§ **Task instructions**
Return the rows from the line containing "Could you find the sandy" through the line containing "0;338;1069;716", including both, and reproduce them verbatim.

§ **Rows**
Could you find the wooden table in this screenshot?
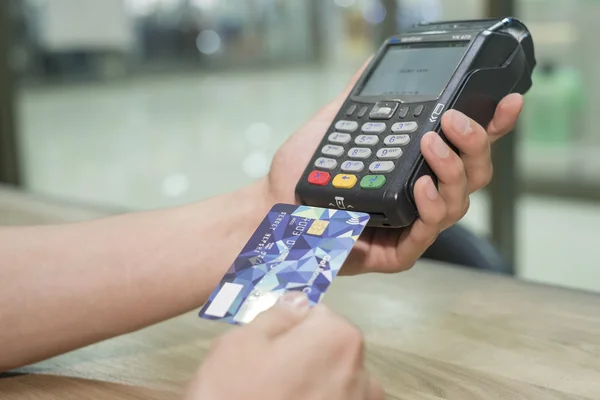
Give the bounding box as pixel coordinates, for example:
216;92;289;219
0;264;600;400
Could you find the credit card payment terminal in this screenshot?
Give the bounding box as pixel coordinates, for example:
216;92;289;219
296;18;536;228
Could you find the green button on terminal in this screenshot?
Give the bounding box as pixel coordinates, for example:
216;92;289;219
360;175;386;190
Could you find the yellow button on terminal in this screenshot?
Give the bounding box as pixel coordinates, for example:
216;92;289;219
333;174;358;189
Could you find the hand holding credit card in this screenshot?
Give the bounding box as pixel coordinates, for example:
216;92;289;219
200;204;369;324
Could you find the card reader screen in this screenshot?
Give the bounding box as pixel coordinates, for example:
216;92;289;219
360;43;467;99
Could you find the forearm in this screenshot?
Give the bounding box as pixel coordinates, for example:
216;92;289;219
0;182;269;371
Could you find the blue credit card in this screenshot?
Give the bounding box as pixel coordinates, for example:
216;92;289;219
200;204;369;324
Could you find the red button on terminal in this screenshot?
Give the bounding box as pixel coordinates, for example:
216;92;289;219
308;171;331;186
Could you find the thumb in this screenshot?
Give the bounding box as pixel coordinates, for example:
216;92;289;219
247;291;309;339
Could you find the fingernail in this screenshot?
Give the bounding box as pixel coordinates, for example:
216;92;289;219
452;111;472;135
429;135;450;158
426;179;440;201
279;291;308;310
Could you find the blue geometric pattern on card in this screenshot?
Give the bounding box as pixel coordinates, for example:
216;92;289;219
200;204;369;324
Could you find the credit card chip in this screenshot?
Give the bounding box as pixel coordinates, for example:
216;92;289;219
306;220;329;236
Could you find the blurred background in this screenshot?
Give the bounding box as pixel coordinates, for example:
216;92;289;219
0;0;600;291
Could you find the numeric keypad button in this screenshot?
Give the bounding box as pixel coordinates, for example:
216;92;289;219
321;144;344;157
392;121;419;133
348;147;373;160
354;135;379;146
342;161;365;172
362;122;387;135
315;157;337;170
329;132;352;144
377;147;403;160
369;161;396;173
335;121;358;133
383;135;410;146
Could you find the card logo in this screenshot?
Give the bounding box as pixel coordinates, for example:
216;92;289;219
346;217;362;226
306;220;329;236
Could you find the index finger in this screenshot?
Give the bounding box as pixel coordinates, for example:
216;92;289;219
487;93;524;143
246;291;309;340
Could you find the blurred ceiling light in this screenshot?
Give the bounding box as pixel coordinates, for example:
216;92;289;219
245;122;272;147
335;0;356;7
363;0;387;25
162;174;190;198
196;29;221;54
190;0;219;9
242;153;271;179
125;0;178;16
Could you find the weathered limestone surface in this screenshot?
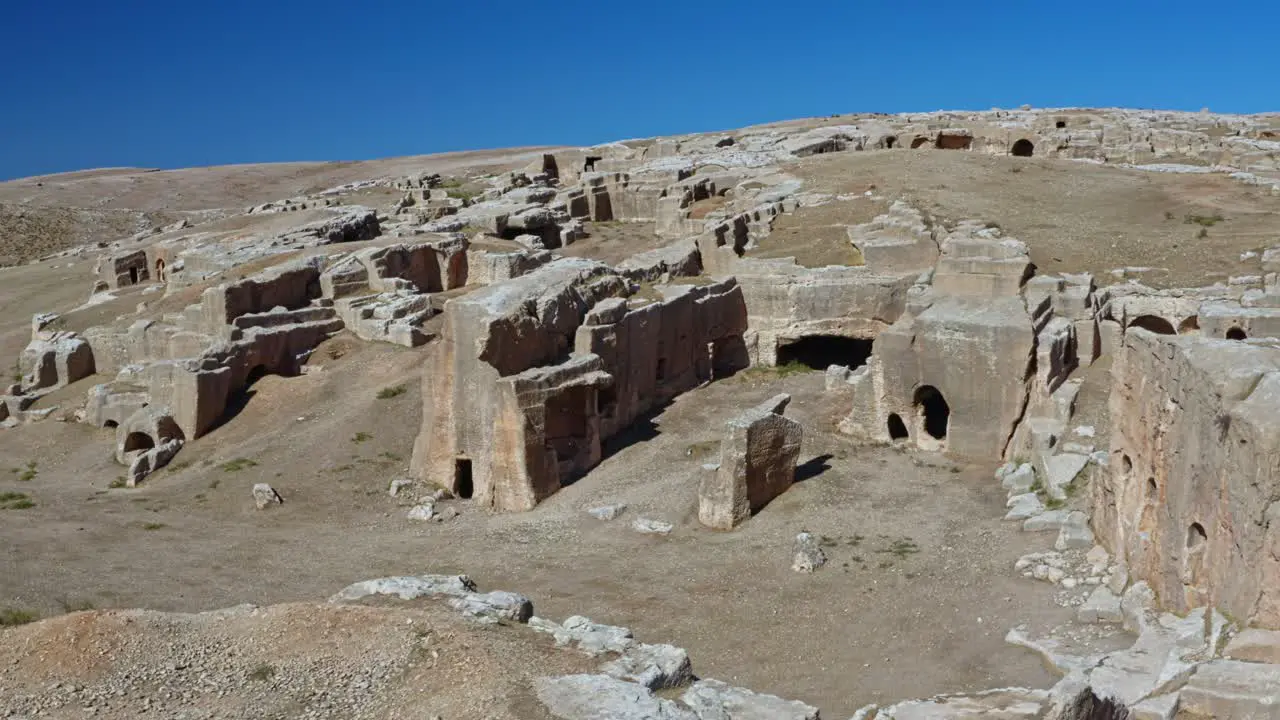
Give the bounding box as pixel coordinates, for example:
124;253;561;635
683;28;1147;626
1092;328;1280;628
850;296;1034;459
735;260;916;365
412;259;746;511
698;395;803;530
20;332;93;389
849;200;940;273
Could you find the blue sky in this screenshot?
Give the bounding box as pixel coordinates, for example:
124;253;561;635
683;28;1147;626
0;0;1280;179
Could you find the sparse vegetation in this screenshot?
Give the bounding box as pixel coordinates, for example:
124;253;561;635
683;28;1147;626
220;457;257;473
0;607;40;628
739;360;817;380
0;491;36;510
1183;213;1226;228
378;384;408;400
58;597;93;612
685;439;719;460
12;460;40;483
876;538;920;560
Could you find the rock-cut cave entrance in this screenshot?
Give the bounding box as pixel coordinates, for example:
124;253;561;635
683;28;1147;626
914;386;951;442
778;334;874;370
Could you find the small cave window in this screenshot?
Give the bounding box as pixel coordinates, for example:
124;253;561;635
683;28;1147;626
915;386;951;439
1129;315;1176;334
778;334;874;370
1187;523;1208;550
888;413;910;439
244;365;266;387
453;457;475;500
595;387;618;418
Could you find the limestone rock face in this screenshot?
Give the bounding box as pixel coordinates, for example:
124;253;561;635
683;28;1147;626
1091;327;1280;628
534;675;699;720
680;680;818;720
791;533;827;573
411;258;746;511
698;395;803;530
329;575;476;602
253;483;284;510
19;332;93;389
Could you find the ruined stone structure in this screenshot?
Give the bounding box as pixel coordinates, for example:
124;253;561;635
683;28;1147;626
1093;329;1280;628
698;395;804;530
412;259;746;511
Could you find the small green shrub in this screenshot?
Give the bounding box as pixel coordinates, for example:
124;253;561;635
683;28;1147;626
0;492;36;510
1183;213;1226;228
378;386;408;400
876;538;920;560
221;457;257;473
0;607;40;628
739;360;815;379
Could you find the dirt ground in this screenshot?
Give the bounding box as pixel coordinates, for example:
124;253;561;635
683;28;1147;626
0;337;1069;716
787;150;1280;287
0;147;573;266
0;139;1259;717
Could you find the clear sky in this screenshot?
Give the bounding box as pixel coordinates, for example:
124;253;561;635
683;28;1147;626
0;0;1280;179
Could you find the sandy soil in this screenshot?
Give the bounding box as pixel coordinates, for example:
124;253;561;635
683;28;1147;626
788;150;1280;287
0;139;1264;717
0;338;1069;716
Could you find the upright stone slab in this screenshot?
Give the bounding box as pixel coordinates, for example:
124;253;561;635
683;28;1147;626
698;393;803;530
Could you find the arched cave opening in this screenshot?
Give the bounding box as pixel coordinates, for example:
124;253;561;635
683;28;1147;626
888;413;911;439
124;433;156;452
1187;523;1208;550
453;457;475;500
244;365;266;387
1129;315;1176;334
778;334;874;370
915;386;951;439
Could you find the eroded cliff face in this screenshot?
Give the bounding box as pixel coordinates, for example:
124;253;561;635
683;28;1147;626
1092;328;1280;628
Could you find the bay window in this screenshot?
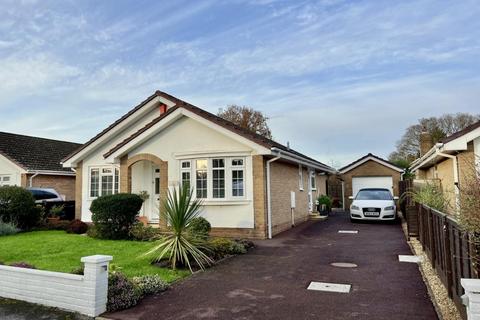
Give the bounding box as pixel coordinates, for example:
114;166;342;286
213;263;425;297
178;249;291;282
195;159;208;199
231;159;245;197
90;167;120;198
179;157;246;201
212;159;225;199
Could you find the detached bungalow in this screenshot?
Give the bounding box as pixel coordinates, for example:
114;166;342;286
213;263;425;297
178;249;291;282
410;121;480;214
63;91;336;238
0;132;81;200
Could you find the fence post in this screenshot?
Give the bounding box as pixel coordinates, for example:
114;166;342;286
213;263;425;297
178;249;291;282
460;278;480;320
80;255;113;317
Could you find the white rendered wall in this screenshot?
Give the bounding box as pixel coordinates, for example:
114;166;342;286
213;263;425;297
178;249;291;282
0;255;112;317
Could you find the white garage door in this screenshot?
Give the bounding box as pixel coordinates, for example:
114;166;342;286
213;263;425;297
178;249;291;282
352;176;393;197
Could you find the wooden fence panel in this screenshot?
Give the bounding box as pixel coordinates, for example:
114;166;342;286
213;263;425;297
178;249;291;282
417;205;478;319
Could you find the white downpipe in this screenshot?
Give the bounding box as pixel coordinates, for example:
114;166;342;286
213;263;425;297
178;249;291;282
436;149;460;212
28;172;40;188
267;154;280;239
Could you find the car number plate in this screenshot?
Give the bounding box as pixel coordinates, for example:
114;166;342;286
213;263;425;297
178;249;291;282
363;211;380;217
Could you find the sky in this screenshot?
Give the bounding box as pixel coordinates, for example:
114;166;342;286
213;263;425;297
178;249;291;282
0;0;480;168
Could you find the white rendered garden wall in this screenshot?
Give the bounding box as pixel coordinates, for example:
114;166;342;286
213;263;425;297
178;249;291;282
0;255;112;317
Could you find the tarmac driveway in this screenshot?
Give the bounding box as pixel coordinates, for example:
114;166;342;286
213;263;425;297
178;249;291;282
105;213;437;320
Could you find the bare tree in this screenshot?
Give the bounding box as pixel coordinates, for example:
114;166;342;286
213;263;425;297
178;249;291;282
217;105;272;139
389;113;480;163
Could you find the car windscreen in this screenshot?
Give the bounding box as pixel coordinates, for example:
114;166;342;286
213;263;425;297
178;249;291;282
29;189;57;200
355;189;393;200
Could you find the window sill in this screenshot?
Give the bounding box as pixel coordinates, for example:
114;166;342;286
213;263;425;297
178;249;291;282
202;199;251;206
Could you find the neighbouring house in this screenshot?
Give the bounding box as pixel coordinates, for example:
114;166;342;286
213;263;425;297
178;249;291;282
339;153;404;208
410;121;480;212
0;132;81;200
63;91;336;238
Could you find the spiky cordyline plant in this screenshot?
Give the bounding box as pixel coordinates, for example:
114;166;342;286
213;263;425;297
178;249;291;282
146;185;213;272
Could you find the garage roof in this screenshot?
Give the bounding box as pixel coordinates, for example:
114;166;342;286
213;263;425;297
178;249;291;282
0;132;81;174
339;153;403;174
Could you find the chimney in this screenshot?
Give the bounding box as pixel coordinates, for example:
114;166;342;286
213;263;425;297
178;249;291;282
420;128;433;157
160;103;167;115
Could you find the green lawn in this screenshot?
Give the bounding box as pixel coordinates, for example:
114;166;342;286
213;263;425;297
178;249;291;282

§ **Completed task**
Could you find the sandy soil in this screenshot?
Give the bounding box as pixel coordinates, for example:
124;253;561;635
683;28;1147;626
788;150;1280;287
0;139;1264;717
0;338;1069;716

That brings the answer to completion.